*TASK PROMPT*
Retype, without alteration, each line from the line containing "Can you find the neck?" to the final line of the records.

/---

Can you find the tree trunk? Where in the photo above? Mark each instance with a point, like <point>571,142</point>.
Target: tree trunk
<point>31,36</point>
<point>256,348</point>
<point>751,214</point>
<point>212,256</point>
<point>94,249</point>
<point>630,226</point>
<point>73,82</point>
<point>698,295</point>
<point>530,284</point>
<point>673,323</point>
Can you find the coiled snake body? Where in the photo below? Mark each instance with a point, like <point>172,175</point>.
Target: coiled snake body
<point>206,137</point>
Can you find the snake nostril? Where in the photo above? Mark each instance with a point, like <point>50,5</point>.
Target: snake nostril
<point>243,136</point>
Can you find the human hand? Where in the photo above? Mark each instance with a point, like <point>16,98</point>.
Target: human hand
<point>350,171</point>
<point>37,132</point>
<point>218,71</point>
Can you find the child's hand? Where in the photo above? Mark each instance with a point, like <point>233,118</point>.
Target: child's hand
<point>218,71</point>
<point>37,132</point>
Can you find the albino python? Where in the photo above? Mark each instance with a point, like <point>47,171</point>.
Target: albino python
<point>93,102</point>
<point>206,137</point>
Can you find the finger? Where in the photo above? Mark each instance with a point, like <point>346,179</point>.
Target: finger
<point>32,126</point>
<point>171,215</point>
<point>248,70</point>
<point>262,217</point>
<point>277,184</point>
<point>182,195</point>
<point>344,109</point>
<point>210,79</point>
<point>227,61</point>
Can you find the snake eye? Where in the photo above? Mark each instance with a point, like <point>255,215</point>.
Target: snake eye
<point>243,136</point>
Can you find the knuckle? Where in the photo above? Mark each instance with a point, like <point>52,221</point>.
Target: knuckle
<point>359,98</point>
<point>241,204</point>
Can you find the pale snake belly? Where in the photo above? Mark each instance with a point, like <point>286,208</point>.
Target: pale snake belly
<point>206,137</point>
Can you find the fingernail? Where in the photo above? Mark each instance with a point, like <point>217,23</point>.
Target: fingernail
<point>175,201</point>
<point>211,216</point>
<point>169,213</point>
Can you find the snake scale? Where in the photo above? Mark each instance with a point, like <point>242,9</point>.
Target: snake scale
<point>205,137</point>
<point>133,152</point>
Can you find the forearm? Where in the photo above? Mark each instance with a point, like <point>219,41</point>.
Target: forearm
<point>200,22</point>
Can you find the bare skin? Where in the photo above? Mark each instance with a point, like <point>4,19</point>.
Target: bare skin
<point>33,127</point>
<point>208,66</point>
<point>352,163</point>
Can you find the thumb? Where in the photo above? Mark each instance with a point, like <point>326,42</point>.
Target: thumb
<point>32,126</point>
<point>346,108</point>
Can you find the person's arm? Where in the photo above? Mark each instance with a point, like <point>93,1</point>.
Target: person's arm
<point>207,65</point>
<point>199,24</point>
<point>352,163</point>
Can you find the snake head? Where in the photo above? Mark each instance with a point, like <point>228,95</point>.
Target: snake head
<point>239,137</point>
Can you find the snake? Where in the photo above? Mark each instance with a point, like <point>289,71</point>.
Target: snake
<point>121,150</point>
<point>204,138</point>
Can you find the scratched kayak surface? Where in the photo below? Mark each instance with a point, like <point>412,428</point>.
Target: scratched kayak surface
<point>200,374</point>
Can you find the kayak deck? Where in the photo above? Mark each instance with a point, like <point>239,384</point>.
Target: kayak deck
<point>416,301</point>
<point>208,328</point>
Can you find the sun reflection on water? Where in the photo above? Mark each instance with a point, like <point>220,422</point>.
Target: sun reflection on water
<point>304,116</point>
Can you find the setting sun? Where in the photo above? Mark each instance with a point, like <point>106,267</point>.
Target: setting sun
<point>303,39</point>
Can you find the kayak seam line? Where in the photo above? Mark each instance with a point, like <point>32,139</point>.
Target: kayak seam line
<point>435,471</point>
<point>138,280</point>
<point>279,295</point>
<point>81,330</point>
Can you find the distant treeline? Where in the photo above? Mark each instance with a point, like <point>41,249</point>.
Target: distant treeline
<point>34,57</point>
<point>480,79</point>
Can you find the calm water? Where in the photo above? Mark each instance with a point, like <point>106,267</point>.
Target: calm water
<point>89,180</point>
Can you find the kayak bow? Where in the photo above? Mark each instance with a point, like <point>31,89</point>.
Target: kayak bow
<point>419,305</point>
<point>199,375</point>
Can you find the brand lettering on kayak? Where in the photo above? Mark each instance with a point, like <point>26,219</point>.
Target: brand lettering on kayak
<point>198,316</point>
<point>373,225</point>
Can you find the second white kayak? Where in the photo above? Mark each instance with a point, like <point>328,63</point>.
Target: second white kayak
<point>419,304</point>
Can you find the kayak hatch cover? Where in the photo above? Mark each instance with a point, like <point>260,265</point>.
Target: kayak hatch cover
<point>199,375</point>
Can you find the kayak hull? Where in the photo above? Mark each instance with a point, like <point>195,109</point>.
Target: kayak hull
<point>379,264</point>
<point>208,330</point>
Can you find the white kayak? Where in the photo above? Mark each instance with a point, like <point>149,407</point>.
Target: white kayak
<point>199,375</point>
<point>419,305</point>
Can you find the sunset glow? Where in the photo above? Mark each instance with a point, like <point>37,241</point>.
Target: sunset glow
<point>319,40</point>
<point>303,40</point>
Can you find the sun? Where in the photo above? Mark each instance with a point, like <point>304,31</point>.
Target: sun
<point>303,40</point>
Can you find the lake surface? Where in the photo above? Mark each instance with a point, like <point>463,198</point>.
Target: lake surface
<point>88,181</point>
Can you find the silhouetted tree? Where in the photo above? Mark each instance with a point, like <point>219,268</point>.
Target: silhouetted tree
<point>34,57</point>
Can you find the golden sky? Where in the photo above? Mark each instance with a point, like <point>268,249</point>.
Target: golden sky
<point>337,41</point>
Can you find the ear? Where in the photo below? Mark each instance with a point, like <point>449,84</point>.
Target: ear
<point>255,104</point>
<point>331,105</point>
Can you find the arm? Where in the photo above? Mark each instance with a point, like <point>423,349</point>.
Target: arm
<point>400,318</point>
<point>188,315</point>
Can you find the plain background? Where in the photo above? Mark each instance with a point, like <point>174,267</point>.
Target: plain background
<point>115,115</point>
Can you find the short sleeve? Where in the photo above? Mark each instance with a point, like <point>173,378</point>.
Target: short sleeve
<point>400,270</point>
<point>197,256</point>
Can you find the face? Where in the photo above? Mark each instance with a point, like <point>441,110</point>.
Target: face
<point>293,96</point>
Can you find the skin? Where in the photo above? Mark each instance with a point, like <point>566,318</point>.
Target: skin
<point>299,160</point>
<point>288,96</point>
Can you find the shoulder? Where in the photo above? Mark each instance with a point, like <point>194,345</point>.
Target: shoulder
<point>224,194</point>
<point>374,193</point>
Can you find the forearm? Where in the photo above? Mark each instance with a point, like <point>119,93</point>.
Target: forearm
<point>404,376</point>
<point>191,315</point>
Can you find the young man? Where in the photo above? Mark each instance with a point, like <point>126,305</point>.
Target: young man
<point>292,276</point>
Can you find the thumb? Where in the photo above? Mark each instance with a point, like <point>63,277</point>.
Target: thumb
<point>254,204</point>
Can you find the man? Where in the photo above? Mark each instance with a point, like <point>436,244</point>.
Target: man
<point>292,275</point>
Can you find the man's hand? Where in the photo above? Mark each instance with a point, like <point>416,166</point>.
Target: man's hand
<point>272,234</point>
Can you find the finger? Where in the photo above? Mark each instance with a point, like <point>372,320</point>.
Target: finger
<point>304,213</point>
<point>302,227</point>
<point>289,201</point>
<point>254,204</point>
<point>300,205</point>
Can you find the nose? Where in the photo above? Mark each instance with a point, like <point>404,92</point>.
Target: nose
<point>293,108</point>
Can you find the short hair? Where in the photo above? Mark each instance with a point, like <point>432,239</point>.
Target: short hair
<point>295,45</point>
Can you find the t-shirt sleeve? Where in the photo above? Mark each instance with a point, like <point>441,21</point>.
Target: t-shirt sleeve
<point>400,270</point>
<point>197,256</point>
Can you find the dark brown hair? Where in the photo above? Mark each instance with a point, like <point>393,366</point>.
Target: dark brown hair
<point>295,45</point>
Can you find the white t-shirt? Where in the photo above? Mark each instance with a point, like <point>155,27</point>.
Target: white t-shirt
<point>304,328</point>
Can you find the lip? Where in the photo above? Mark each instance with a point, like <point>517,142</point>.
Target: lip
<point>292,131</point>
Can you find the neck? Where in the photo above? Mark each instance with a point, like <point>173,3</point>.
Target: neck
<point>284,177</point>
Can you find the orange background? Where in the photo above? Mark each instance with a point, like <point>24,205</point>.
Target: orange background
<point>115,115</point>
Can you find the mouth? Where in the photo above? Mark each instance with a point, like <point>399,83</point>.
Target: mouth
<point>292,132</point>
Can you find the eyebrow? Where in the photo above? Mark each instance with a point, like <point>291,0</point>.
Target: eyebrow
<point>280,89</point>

\---

*EXERCISE RESULT*
Can you find the neck? Where in the photo above? Mark each instance with a point, like <point>173,3</point>.
Target: neck
<point>284,177</point>
Can you find the orange background? Where in the photo above? Mark each instance with a point, like <point>24,205</point>.
Target: orange background
<point>115,115</point>
Can you find the mouth? Where in the photo above? Mark each instance with a point, like <point>399,83</point>.
Target: mouth
<point>292,132</point>
Can you find the eyebrow? Where in the photo above? Mark each instance with a point, like <point>291,0</point>.
Target: eyebrow
<point>280,89</point>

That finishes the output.